=== Begin Enclosure ===
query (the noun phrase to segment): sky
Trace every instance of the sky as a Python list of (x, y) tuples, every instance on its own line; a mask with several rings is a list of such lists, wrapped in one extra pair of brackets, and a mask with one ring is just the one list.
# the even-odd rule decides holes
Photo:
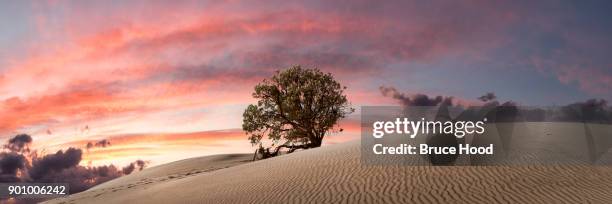
[[(612, 99), (612, 9), (586, 1), (4, 1), (0, 139), (152, 165), (253, 152), (253, 87), (294, 64), (356, 106), (379, 87), (522, 105)], [(357, 113), (358, 114), (358, 113)], [(358, 138), (358, 116), (326, 144)]]

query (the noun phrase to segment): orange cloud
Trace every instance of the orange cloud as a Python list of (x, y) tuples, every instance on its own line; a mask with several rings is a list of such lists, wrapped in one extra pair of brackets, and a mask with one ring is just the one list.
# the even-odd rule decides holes
[[(134, 159), (153, 160), (154, 164), (172, 160), (156, 159), (164, 154), (217, 154), (211, 149), (225, 149), (227, 152), (251, 152), (246, 135), (241, 130), (204, 131), (193, 133), (145, 133), (107, 136), (111, 145), (106, 148), (93, 148), (84, 154), (83, 162), (106, 163)], [(76, 146), (85, 147), (93, 140), (79, 140), (60, 144), (62, 149)], [(236, 145), (239, 144), (239, 145)], [(185, 155), (183, 155), (184, 157)], [(173, 158), (178, 159), (178, 158)]]
[(0, 103), (0, 131), (14, 130), (26, 125), (54, 123), (65, 116), (73, 118), (99, 117), (133, 111), (142, 107), (120, 104), (121, 99), (108, 90), (85, 89), (44, 95), (23, 100), (18, 97)]

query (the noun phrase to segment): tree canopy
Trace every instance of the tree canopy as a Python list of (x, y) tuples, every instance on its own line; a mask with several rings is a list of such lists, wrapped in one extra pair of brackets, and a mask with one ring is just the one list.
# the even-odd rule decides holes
=== End Enclosure ===
### EXERCISE
Using the material above, count how many lines include the word "canopy" and answer with only that figure.

### YOUR SOLUTION
2